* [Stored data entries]
BEGIN

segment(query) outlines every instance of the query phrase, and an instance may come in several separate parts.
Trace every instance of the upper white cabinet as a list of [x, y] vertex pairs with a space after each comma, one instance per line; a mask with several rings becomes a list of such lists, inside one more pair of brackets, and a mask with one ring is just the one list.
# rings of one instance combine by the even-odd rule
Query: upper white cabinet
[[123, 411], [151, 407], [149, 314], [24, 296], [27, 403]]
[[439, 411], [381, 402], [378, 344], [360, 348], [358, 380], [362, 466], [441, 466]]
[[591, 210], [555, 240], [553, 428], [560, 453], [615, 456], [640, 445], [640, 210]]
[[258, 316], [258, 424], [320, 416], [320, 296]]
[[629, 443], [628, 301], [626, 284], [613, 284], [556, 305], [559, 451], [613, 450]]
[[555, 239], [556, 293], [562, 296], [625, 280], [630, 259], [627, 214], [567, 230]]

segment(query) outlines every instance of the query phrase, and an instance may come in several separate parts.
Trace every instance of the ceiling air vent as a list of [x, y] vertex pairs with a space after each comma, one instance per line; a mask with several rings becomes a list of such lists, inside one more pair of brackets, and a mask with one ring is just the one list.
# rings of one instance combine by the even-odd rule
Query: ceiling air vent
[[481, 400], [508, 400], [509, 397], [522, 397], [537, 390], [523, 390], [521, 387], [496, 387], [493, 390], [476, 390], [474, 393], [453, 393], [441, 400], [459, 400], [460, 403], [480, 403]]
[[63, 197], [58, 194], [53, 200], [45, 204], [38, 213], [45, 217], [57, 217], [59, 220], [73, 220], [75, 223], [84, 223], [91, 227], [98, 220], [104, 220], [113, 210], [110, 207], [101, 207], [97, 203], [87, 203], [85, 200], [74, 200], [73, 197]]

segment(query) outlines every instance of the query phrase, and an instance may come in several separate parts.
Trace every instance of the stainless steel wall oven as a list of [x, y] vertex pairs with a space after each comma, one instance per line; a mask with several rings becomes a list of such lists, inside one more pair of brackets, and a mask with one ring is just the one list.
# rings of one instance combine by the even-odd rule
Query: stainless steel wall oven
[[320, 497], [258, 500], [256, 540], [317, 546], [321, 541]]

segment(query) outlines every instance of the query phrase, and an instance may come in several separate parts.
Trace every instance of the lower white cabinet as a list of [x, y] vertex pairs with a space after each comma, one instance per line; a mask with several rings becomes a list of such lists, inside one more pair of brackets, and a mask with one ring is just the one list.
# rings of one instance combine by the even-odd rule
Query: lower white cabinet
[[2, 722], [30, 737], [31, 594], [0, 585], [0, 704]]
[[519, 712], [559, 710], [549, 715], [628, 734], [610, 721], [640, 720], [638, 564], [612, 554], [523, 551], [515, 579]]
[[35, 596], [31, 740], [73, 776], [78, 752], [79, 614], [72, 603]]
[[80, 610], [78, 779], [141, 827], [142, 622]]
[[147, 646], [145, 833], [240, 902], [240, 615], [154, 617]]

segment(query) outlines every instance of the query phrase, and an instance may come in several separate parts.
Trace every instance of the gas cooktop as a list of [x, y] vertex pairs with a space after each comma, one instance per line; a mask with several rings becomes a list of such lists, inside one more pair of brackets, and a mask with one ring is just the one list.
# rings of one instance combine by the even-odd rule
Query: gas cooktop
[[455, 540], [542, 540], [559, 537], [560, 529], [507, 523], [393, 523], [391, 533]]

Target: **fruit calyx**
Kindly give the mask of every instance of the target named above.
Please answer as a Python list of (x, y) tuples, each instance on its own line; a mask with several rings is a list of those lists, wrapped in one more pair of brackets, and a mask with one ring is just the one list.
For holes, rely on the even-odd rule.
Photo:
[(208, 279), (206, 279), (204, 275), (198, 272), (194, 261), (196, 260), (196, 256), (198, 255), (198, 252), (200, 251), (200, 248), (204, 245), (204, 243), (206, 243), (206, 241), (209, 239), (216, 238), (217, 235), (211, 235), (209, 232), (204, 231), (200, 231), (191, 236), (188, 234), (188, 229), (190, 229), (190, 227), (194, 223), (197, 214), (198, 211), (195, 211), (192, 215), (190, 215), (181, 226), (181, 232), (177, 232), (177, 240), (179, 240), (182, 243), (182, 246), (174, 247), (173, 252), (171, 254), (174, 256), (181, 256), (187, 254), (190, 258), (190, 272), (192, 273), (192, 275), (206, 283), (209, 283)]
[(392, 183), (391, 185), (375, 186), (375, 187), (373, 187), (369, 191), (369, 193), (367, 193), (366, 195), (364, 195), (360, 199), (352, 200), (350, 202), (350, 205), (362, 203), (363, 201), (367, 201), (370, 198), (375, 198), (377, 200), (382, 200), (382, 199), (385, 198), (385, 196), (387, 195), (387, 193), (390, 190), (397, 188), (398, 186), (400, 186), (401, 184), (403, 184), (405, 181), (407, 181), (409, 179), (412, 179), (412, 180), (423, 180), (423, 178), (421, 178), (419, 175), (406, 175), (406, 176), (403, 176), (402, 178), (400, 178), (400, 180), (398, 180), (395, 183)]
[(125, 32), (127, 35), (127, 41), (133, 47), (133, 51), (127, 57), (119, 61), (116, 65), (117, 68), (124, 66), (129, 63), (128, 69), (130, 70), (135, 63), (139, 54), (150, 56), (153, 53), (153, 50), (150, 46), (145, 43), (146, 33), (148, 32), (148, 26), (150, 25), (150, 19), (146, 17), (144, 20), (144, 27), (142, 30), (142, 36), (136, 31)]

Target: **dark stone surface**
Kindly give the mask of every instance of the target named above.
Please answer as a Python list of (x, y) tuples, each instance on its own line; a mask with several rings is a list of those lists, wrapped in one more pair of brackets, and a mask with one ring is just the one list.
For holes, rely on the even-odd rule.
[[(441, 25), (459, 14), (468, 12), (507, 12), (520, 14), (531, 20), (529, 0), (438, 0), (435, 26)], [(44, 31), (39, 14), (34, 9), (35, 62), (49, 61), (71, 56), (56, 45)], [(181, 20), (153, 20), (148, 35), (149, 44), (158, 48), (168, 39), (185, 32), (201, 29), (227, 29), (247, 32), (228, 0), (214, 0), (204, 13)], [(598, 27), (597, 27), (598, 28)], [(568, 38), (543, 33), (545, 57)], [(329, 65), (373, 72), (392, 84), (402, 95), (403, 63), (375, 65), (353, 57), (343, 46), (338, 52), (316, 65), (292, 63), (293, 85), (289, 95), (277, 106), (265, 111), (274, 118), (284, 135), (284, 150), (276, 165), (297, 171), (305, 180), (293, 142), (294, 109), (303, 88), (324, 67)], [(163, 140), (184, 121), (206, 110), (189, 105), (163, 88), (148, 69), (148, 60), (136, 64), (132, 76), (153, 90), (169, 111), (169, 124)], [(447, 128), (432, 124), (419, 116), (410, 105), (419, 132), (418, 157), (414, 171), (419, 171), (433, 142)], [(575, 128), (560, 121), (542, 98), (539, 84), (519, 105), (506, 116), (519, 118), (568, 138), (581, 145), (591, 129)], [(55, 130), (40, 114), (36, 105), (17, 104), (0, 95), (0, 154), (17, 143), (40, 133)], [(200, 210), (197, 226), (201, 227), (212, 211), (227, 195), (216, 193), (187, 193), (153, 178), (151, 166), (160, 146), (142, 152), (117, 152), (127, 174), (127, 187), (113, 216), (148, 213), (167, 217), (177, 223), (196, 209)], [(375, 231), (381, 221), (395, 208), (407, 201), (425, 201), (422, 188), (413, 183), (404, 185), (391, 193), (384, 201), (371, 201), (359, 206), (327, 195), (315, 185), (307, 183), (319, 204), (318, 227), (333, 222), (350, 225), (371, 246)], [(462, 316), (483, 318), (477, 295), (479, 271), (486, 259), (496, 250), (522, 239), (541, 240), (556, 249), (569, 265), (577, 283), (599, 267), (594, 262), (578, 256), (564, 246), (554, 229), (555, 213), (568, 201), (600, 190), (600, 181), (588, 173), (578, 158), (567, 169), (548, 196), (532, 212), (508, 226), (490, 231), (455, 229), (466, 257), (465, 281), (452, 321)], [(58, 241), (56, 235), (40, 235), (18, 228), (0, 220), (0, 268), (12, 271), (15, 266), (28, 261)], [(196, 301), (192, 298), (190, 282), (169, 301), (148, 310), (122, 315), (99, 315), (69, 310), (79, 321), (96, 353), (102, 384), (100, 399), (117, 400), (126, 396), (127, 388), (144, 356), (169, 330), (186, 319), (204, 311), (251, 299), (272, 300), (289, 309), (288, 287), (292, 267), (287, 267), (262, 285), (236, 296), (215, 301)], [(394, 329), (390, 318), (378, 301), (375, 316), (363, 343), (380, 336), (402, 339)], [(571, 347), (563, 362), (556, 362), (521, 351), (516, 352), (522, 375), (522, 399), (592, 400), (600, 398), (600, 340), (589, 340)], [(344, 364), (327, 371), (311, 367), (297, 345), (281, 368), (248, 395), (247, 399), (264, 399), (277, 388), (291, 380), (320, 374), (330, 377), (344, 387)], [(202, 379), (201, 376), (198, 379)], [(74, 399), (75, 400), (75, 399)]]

END

* [TASK INSTRUCTIONS] If a line in the entries above contains "lists", report it.

* [WRITTEN ANSWER]
Trace every instance of the upper white cabinet as a list of [x, y] vertex pairs with a space after each comma, one instance per line; a mask with several rings becomes a list of such lists, inside one more pair of brackets, and a mask with one ring is just the one list.
Trace every instance of the ceiling air vent as a list of [x, y] vertex pairs with a space after each comma, one instance per line; a mask with several rings becomes a list of such lists, inside one more pair of brackets, and a mask with one ring is just the one list.
Trace every instance of the stainless steel wall oven as a list of [x, y] vertex pairs with a space after each comma, one instance per line; a mask with several rings becomes a list of such lists, inside one more pair of brackets, and a mask with one ring is just the one list.
Trace every instance of the lower white cabinet as a list of [x, y] vertex pairs with a space after each comma, one instance per line; a mask with several rings becomes a list of such lists, inside one more pair of brackets, and a mask with one ring is just the one list.
Trace every instance of the gas cooktop as a list of [x, y] vertex pairs with a space after each comma, one instance per line; a mask with several rings becomes a list of such lists, inside one more pair of brackets, and a mask with one ring is just the one list.
Please answer as a Python list of (x, y) tuples, each instance on its own line; a mask with several rings is a list of those lists, wrapped in one more pair of brackets, and a mask with one ring is just the one list.
Please answer as a Python list of (x, y) tuples, each instance on its own line; a mask with several rings is a list of those lists, wrapped in one more pair of brackets, and a mask with one ring is just the one list.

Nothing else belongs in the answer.